__Pasaje proporcionado__:
══════
Nada de esto debe inhibir el ejercicio de nuestro ministerio y hacernos desistir de cuantas acciones exige la fidelidad a Cristo. Por eso es necesario tener presente que lo que importa no es qué digan de nosotros, si no la fidelidad con la que ponemos en juego nuestras facultades al servicio de Cristo y del Evangelio como «servidores de Cristo y administradores de los misterios de Dios» (1 Cor 4,1). No es posible hacerlo sin enojar a algunos, porque —como dice san Juan Crisóstomo— «nosotros no debemos dar los misterios de Dios indiscriminadamente a todos, sino sólo a aquellos a quienes le son debidos y a quienes nosotros debemos atender» (S. JUAN CRISÓSTOMO, Homilías sobre la primera Carta a los Corintios 10,5).

Es decir, se trata de ejercer el ministerio con responsabilidad, sin temor a desagradar a los hombres y buscando el modo evangélico de llevarlos a la conversión, para que se salven. Quien sólo mira no enojar a los que lleva el Evangelio y sirve, no ejerce la caridad pastoral en fidelidad al mandato recibido, sino que se comporta como un perro mudo que deja que el lobo haga presa en las ovejas del rebaño y las disperse, como sucede con quien no es de verdad pastor, «porque es asalariado y no le importan nada las ovejas» (Jn 1013).

Jesús llamó a los Apóstoles, que
eran pescadores del lago de Galilea, para hacer de ellos «pescadores de hombres» (Mc 1,17). También nosotros como los apóstoles, y para una vocación así hemos de ser moldeados por Cristo como pescadores de hombres. Los seremos si somos capaces de sentir con un corazón como el suyo, lleno de amor por los pecadores y los alejados de Dios, igual que por los pobres y los necesitados de bienes humanos y espirituales, necesitados de Dios, la mayor de las pobrezas nos recordaba Benedicto XVI y ahora nos lo trae a la memoria el Papa Francisco. Necesitamos un corazón lleno de celo pastoral que no cultiva la autoestima de un modo enfermizo, protegiendo siempre su imagen, para vivir de ella y no sufrir las consecuencias de la predicación evangélica.

Ser pescadores de hombres lleva a predicar la conversión y el cambio del corazón, llamado al abandono del pecado, en tanto luchamos contra nuestra condición de pecadores, prestos a abandonar la comodidad y a entregar nuestra vida por amor a Cristo y la causa del Evangelio. Ser ministros de la Palabra de la verdad es poner a los hombres ante la imagen del hombre creado en justicia y santidad verdaderas que Dios nos ha ofrecido en Cristo, sobre todo cuando percibimos con claridad en el sucederse de los acontecimientos que la concepción que el mundo tiene de nuestra humana y verdadera identidad responde más a las concupiscencias de la carne que a la inspiración del Espíritu. ¿Acaso hemos de comulgar con los errores y los pecados del mundo porque se hallan generalizados en la sociedad actual y son defendidos con grandes manifestaciones? ¿Acaso hemos de callar la verdad revelada sobre el misterio del mundo y la vocación del hombre a vivir según el designio de Dios en la obediencia de la fe?
══════
__Registros para procesar__:
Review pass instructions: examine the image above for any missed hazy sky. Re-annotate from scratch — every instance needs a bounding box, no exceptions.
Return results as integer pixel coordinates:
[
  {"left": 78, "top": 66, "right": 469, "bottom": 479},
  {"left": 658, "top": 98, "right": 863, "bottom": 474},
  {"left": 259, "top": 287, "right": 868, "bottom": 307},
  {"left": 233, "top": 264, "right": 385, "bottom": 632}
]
══════
__Enunciado 1__: Traduce al inglés esta oración del pasaje proporcionado: «Es decir, se trata de ejercer el ministerio con responsabilidad, sin temor a desagradar a los hombres y buscando el modo evangélico de llevarlos a la conversión, para que se salven.»
__Enunciado 2__: Sustituye "hazy sky" por "cloud cover" en los registros y reproduce todas sus líneas sin ningún otro cambio.

__Respuesta 1__: In other words, it is a matter of exercising the ministry responsibly, without fear of displeasing men, and seeking the evangelical way of leading them to conversion, so that they may be saved.

__Respuesta 2__:
Review pass instructions: examine the image above for any missed cloud cover. Re-annotate from scratch — every instance needs a bounding box, no exceptions.
Return results as integer pixel coordinates:
[
  {"left": 78, "top": 66, "right": 469, "bottom": 479},
  {"left": 658, "top": 98, "right": 863, "bottom": 474},
  {"left": 259, "top": 287, "right": 868, "bottom": 307},
  {"left": 233, "top": 264, "right": 385, "bottom": 632}
]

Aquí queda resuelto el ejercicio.